Source information =
::::
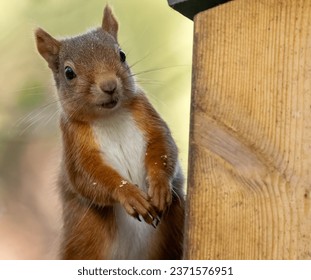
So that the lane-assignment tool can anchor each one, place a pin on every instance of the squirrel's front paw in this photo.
(136, 203)
(160, 193)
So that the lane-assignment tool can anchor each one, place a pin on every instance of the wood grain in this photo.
(249, 182)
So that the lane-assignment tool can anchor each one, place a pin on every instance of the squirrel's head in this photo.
(90, 70)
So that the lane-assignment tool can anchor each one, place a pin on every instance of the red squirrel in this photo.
(121, 182)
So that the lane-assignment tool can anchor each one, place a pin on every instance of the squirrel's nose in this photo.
(109, 86)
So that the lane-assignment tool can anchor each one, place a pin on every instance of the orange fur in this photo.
(91, 183)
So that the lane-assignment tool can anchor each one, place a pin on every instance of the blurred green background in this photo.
(152, 34)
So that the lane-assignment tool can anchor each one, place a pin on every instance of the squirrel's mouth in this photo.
(108, 105)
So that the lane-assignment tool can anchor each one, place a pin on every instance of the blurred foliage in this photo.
(156, 39)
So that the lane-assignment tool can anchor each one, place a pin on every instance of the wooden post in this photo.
(249, 181)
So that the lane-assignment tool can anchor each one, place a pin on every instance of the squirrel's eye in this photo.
(122, 56)
(69, 73)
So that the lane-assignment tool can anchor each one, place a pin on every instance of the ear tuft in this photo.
(109, 23)
(48, 47)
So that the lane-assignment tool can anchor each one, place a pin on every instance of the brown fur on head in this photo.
(99, 79)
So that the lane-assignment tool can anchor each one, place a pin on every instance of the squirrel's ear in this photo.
(48, 47)
(110, 23)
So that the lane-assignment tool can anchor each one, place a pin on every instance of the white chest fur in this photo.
(123, 147)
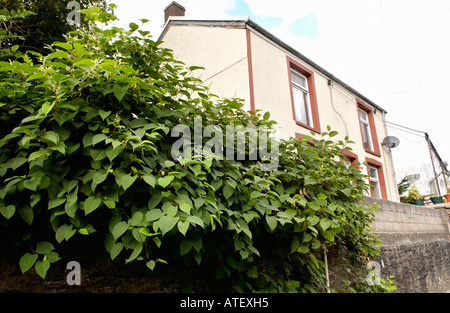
::::
What you should do = Exact repetition of all entries is required. The pictures should not appear.

Response to the task =
So that the lane-assignment tool can anchor each one, place a pin on every instance of the squirrel's front paw in this photo.
(136, 203)
(160, 193)
So that the lane-assignment tool can anchor each one, place a pin on every instance of the wood grain in this photo.
(249, 182)
So that the lane-assignment tool can anchor each one, place a pin on every instance of the squirrel's head in this photo.
(90, 70)
So that the lane-assignment tool can anchor each one, place a pin on every instance of the red squirrel in this photo.
(121, 182)
So that the lane-assignment tool can anchor each one, place a pin on every instance of the squirrel's nose in this photo.
(109, 86)
So that the lane-assignment tool can anchor each one, place a pin on every instance of the orange fur in this photo.
(91, 183)
So that the lane-assignment tool can anchor each one, place a pin on every instance of the blurred green background in this photo.
(152, 34)
So that the lane-assignment tool can anchor each one, place a pin on every instance of the squirrel's mouth in this photo.
(108, 105)
So that the lane-assignment tool can anchor each one, place a pin on every instance of the blurred foliage in this photo.
(156, 39)
So that the lane-assignment tool can anchor each one, place a pin on every instance of the wooden post in this photo.
(249, 181)
So that the lane-assignment tool can anchor each one, place a pin on every instance of the squirrel's eye in this photo.
(122, 56)
(69, 73)
So that the lane-assignment tool can anchor each one, place a pin on every instance of the ear tuft in this photo.
(109, 23)
(48, 47)
So that the lane-assignment tool can anchor each one, place a pin on every instance of the brown fur on head in this photo.
(99, 79)
So that the lane-assignment tool can anchor each one, place a pin on every instance of the squirrel's ear in this photo.
(48, 47)
(110, 23)
So that the lane-assignment tool can anchor each one, place a pin on every instance of the white chest fur in this photo.
(123, 147)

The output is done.